→ Dataset:

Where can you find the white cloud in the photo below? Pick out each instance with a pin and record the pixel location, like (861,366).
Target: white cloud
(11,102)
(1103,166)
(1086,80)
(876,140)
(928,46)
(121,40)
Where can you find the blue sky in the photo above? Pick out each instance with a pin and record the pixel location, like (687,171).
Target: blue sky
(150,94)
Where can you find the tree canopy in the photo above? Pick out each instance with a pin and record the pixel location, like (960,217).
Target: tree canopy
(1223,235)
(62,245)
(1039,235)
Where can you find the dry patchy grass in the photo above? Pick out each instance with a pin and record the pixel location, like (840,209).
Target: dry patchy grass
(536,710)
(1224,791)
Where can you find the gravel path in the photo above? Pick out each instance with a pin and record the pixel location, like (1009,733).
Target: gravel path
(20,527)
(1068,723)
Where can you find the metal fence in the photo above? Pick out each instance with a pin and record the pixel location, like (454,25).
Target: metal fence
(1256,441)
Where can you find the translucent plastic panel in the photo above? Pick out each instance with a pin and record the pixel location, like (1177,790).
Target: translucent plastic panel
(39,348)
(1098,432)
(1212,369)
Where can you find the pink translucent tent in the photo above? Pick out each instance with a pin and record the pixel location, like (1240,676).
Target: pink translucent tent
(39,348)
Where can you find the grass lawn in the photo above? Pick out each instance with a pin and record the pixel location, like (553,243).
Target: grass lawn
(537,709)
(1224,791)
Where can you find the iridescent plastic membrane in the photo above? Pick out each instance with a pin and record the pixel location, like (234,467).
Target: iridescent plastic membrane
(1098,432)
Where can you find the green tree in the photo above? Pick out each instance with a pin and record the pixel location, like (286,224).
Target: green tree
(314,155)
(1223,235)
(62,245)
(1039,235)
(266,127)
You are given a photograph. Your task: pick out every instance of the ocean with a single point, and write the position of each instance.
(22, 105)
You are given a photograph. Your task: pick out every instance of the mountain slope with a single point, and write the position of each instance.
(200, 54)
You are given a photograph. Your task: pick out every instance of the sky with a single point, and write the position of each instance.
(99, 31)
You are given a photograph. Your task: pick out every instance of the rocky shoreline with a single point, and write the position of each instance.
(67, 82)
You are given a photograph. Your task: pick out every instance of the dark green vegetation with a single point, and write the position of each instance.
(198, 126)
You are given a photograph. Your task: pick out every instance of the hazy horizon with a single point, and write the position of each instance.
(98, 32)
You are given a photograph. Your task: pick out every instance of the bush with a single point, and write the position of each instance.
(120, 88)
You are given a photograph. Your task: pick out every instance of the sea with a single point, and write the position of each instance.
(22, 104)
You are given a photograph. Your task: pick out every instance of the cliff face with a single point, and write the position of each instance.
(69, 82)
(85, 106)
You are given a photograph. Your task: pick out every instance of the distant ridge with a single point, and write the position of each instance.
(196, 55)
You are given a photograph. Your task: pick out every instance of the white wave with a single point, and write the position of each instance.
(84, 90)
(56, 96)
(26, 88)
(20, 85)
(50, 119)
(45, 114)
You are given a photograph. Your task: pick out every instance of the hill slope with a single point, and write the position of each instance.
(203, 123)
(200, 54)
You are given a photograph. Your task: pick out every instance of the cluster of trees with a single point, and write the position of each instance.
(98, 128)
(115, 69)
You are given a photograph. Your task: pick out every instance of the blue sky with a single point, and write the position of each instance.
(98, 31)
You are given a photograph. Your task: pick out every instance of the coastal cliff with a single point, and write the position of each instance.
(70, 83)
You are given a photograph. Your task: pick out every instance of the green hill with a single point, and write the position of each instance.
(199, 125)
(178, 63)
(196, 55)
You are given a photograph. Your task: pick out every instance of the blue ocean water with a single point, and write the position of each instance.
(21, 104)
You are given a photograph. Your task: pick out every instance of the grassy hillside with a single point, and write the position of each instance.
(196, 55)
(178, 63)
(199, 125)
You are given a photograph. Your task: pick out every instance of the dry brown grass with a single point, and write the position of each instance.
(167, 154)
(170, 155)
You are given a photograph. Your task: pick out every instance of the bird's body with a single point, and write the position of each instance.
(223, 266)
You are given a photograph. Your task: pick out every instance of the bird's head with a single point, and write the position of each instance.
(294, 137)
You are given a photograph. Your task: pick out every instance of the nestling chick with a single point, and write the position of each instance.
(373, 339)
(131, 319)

→ Task brief:
Repeat the whole listing exactly. Leave nothing out.

→ Exercise result:
Where can you find the white cloud in the photo below? Pick out each instance with a pin and record the pixel location, like (861,366).
Target: white cloud
(11,102)
(1103,166)
(1086,80)
(876,140)
(928,46)
(121,40)
Where can you find the blue sky in the photo above? Pick out each instance with a pin and record the pixel location, like (687,171).
Target: blue sky
(150,94)
Where can you find the tree canopy in the photo above? Pick out each instance with a pin and record the pixel location, like (960,217).
Target: tree canopy
(1223,235)
(62,245)
(1039,235)
Where can you find the dry patchy grass in the photo above? Pick out each instance with a pin and record the pixel location, like (840,209).
Target: dry patchy grass
(536,710)
(1224,791)
Where can you find the gravel path in the photo above? Pick out each instance with a pin and record the pixel location, like (1009,733).
Target: gravel path
(20,527)
(1068,723)
Where can you find the metal fence in the photo above? Pick out each instance with a pin and record the pixel location, like (454,25).
Target: metal fence
(1256,441)
Where can you find the translucent plastic panel in the photo above? Pick out each instance with a pin and record the pixel location, like (1177,790).
Target: translucent plastic panel
(39,348)
(1098,432)
(1212,369)
Where can you find the pink translucent tent in the photo above? Pick out each instance with a pin and record the pixel location, like (1240,676).
Target: pink translucent tent
(39,348)
Where can you find the grass lawn in the photo above? Pick out each instance with a pin and record the pixel location, like (553,243).
Target: grass lawn
(537,709)
(1224,791)
Where can you find the iridescent plastic membrane in the photo above? Pick out each instance with a pin and record the pixel location, like (234,467).
Target: iridescent plastic membrane
(1098,432)
Where can you find the green tree in the photo above? Pick out each instance with a pin and record the pixel location, like (286,224).
Target: green tree
(314,155)
(1223,235)
(62,245)
(1039,235)
(266,127)
You are given a photograph. Your task: pick out every instance of the ocean with a single point, and write the position of each instance.
(22, 105)
You are given a photograph. Your task: pick out every instance of the mountain slope with a single point, and write the position of each instance.
(200, 54)
You are given a photograph. Your task: pick out every instance of the sky with a single point, and write the position of each instance.
(99, 31)
You are given a photograph. Your task: pick out every instance of the rocky shoreline with a single point, and write the position of each instance.
(67, 82)
You are given a photograph. Your task: pick out every instance of the dark green vegetation with a single point, and write the position of each instance.
(198, 126)
You are given a photograph. Your task: pick out every instance of the hazy horizon with a single point, and write the position of each instance.
(98, 32)
You are given a photograph. Your task: pick out every instance of the bush with a single point, and write the position of each instance.
(120, 88)
You are given a photograph. Your task: pick out every instance of the sea with a single point, and write the position of each instance.
(22, 104)
You are given a photograph. Your task: pick out every instance of the cliff face with a single point, and write the position of each instance.
(69, 82)
(85, 106)
You are given a photograph. Your task: pick out every instance of the distant ridge with a single point, and write the position of each instance.
(196, 55)
You are given a photograph. Your task: pick out every instance of the white wave with a single point, and write the position of each instance.
(84, 90)
(56, 96)
(26, 88)
(20, 85)
(50, 119)
(45, 114)
You are given a photograph. Your task: pick out every instance of the hill slope with a single point, and write the position of each instance.
(203, 123)
(200, 54)
You are given a photograph. Your task: pick out every instance of the cluster of trees with a single point, and write the position of each instance.
(98, 128)
(115, 69)
You are given a photograph. Your task: pick out every instance of the blue sky with a single point, and write the position of each instance.
(98, 31)
You are given a photograph. Your task: pick out every instance of the coastal cliff with a single point, and write the position of each instance.
(70, 83)
You are given a photograph. Your task: pick out every instance of the green hill with a single point, and write the position of each instance.
(199, 125)
(178, 63)
(196, 55)
You are given a photograph. Your task: pick out every instance of the blue ocean water with a single point, and write the position of each instance.
(21, 104)
You are given a photograph. Your task: pick out every instance of the grassy hillside with a single point, and write the position of each instance.
(196, 55)
(178, 63)
(199, 125)
You are given a photograph. Your task: pick out every instance of the dry brown grass with a single point, and write the position of each instance.
(167, 154)
(170, 155)
You are given a photograph. Your task: pick out every instance of the bird's body with a single point, and write the position of each instance.
(223, 266)
You are given a photograph. Your task: pick out every instance of the bird's head with a single point, and write the position of each instance.
(294, 137)
You are given a photograph. Your task: pick out every instance of the nestling chick with a single point, and write the position of each instance.
(373, 339)
(131, 319)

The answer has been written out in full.